Count the lines in the records that contain the string "light". Give only the number.

— Records shown —
--*--

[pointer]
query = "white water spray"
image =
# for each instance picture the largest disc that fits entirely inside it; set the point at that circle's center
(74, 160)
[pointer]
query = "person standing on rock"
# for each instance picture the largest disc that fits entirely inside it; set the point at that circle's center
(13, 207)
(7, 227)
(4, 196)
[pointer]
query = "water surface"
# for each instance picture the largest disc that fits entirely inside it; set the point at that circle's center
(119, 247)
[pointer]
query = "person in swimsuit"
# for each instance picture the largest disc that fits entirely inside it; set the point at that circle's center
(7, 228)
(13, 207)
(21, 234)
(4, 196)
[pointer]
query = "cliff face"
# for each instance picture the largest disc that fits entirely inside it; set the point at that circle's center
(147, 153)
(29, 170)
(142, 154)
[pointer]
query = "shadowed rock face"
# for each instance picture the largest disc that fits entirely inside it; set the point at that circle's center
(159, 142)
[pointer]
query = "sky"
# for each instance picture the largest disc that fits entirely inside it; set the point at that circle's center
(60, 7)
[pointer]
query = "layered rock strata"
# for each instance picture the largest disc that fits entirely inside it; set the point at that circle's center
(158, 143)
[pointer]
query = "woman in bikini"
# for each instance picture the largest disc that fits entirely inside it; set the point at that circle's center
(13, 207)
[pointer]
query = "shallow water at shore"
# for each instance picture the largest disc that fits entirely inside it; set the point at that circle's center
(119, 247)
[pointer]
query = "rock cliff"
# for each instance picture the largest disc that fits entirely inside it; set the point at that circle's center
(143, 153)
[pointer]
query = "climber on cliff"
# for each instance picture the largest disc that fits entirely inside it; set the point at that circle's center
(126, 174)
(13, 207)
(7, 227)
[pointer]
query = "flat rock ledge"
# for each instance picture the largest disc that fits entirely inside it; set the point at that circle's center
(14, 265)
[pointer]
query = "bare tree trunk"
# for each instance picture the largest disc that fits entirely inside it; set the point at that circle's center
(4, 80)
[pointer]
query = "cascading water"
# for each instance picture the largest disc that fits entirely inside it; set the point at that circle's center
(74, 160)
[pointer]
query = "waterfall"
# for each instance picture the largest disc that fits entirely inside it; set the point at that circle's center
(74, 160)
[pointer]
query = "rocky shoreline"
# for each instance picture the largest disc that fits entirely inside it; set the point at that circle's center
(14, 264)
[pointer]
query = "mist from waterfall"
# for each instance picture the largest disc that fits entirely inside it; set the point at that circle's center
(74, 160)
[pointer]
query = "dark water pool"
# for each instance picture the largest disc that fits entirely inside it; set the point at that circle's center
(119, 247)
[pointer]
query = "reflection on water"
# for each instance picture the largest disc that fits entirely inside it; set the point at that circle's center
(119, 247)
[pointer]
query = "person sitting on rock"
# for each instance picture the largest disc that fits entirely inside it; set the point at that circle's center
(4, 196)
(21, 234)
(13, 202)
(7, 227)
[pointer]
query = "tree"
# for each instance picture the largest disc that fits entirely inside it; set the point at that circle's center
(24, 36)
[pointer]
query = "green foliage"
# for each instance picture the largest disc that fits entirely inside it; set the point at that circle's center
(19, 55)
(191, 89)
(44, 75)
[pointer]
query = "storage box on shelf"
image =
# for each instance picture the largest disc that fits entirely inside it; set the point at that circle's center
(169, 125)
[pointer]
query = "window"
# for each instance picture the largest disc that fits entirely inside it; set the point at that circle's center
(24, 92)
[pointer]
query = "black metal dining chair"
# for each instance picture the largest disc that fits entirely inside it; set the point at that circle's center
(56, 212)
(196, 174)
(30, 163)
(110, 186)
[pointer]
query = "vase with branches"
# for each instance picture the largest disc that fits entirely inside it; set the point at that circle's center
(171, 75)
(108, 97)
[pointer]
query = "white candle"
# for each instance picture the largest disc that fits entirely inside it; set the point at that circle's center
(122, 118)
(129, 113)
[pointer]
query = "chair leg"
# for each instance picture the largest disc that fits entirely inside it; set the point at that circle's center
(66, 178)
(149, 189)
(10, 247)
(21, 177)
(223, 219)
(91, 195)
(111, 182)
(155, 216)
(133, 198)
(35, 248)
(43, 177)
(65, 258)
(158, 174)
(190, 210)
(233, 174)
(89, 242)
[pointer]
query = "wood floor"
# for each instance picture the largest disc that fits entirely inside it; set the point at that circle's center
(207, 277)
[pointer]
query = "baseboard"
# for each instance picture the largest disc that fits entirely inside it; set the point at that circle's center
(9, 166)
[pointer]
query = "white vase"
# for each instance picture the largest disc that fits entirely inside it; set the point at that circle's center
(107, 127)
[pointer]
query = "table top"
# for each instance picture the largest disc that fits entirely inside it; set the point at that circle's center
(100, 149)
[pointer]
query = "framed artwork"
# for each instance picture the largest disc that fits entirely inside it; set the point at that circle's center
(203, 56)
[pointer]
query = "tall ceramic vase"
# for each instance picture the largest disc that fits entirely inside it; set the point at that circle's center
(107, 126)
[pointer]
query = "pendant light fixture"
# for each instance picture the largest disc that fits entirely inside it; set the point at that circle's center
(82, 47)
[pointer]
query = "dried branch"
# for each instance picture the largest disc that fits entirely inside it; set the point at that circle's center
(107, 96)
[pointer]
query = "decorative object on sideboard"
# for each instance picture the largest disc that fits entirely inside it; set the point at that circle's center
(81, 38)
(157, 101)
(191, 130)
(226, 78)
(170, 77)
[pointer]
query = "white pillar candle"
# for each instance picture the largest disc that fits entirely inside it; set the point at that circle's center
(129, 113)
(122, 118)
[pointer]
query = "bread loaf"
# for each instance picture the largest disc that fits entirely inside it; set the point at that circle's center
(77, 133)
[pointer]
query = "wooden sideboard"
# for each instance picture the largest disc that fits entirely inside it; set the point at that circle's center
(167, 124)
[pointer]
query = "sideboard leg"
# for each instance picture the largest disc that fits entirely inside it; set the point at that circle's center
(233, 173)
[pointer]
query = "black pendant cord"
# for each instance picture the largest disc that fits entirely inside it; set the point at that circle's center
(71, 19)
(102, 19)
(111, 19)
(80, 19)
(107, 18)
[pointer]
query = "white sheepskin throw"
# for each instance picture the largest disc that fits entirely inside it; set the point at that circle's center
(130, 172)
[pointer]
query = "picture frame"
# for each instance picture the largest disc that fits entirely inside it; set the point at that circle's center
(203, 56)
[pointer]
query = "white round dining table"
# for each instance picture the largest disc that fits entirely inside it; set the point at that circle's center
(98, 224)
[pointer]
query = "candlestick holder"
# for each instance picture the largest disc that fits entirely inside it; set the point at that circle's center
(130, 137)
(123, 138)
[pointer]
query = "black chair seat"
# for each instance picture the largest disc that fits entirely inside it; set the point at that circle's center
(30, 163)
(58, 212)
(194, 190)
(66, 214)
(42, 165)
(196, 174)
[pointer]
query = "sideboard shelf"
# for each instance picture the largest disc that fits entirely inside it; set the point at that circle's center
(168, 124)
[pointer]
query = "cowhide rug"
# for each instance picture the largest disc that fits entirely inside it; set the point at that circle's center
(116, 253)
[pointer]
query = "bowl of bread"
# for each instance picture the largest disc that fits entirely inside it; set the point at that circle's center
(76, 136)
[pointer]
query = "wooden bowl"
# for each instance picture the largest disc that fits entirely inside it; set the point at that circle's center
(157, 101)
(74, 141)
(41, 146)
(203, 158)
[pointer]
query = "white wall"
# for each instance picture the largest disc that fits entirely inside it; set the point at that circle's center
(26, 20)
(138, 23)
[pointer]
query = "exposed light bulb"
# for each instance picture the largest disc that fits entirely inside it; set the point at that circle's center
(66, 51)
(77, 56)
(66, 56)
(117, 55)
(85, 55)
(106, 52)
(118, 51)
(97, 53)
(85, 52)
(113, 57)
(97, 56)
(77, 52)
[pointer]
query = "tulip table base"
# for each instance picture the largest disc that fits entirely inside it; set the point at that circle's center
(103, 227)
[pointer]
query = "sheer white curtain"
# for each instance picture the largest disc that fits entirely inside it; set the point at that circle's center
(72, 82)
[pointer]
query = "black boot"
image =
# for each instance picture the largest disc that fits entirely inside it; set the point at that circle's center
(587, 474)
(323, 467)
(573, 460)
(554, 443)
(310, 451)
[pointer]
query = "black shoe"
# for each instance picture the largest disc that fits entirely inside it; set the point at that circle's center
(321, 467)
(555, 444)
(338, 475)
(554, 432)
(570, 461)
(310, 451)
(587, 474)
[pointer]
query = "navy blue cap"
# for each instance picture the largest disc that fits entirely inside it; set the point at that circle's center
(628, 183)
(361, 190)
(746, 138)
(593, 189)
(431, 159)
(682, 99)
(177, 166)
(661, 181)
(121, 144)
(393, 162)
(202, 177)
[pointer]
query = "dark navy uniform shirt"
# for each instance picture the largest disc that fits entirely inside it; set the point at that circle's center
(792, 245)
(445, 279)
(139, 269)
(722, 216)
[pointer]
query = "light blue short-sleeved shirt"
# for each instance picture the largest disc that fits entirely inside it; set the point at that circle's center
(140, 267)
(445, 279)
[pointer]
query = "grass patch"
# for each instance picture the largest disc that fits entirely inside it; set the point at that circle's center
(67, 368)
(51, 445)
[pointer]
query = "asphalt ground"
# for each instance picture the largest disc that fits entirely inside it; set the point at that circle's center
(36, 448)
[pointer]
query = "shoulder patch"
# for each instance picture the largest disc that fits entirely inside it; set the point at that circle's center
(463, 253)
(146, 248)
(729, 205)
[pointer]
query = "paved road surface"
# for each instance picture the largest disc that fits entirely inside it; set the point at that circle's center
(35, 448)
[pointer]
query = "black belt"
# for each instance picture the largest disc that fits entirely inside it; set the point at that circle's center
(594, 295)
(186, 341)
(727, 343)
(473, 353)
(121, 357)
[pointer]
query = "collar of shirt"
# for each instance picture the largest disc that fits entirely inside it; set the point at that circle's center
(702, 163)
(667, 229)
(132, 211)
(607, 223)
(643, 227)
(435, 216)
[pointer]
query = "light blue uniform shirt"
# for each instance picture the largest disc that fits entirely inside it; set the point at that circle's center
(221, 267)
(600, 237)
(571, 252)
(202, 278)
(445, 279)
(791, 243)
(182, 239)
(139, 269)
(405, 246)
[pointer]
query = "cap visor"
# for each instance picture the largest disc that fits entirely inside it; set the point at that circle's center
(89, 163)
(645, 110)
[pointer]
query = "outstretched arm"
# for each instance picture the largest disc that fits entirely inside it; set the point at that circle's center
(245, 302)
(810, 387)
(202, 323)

--*--

— Answer for the task —
4